▼
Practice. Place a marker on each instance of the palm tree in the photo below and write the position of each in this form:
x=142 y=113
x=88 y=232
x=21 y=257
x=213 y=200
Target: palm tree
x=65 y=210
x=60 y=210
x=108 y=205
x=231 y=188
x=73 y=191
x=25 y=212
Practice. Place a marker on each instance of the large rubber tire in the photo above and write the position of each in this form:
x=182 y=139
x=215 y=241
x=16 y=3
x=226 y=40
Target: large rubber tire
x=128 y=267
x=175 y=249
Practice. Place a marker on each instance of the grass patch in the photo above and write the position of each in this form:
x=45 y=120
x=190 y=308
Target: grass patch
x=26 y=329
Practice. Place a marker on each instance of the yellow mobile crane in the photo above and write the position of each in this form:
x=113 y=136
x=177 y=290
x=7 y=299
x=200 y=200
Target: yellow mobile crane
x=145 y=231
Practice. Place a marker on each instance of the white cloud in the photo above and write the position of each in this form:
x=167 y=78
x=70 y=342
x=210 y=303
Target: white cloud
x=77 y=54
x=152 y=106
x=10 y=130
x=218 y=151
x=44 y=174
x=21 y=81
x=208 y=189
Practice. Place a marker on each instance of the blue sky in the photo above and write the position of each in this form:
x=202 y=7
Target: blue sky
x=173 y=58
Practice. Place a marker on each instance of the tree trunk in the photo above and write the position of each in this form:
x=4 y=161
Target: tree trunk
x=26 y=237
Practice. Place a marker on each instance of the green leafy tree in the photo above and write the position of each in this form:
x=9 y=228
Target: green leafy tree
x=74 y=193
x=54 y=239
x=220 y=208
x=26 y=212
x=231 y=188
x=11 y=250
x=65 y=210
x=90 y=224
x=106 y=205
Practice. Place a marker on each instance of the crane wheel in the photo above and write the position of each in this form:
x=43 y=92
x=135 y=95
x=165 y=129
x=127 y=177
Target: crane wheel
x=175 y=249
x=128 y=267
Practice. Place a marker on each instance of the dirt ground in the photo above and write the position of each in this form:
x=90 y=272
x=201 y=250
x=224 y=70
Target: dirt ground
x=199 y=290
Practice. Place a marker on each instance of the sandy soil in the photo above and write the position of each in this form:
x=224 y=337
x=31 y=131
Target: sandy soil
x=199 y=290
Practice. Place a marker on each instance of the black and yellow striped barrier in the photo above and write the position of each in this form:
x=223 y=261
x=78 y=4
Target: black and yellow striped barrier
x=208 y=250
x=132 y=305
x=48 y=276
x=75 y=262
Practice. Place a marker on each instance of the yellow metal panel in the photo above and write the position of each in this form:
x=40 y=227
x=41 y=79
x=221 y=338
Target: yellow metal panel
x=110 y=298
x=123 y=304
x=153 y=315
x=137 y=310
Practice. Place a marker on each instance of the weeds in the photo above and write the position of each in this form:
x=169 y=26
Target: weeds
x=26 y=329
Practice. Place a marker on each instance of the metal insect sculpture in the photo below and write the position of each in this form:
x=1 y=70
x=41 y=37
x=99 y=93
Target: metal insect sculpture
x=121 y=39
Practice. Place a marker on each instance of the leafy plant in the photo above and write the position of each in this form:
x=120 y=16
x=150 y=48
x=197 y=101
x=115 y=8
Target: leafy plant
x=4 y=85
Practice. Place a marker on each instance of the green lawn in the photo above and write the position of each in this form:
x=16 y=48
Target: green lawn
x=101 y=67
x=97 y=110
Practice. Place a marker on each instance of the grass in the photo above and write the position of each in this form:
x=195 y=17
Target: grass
▲
» Task
Scale the entries from the line with "Practice. Place a marker on each instance of the yellow mobile" up to and including the line with "x=208 y=189", and reproduce every line in that span, requests included. Multiply each answer coordinate by 0.2 and round to whole numbers with halves rounded up, but leave the requests and their format samples unchanged.

» Exercise solution
Practice. Place a marker on each instance of the yellow mobile crane in the photo above and write the position of each in this form:
x=113 y=136
x=177 y=290
x=7 y=299
x=200 y=200
Target: yellow mobile crane
x=29 y=46
Practice. Place a marker on each instance of the white cloud in the photo above and write the position of each in this form:
x=167 y=78
x=70 y=342
x=210 y=303
Target: white cloud
x=15 y=11
x=30 y=21
x=2 y=26
x=44 y=30
x=9 y=35
x=4 y=16
x=42 y=38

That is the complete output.